TASK STATEMENT — Rewrite every item below, swapping "tuples" for "pairs" and leaving everything else unchanged.

INFORMATION PROVIDED —
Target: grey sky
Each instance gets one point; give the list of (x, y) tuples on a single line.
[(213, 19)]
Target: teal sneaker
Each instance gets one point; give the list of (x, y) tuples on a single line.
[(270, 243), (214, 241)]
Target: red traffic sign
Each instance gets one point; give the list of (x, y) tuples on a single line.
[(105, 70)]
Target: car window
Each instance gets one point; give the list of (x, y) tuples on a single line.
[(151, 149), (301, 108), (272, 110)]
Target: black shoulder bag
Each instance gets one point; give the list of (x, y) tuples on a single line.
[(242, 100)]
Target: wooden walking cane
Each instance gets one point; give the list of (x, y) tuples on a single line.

ANSWER FOR THIS EXERCISE —
Target: grey sky
Each instance gets one point; give the list of (x, y) pairs on a single line.
[(213, 19)]
Target: teal sneaker
Each instance gets one point; give the list of (x, y) pairs on a single line.
[(270, 243), (214, 241)]
Target: red traffic sign
Each instance gets one point; give the list of (x, y) pairs on a single line.
[(105, 70)]
Target: car window
Each instance gets one point; give the list of (x, y) pairs on a single line.
[(151, 149), (301, 108), (272, 110)]
Target: black shoulder bag
Each instance gets one point; give the list of (x, y) pairs on a single line.
[(242, 100)]
Target: wooden walking cane
Each instance gets one point; give the list of (x, y) pairs on a single line.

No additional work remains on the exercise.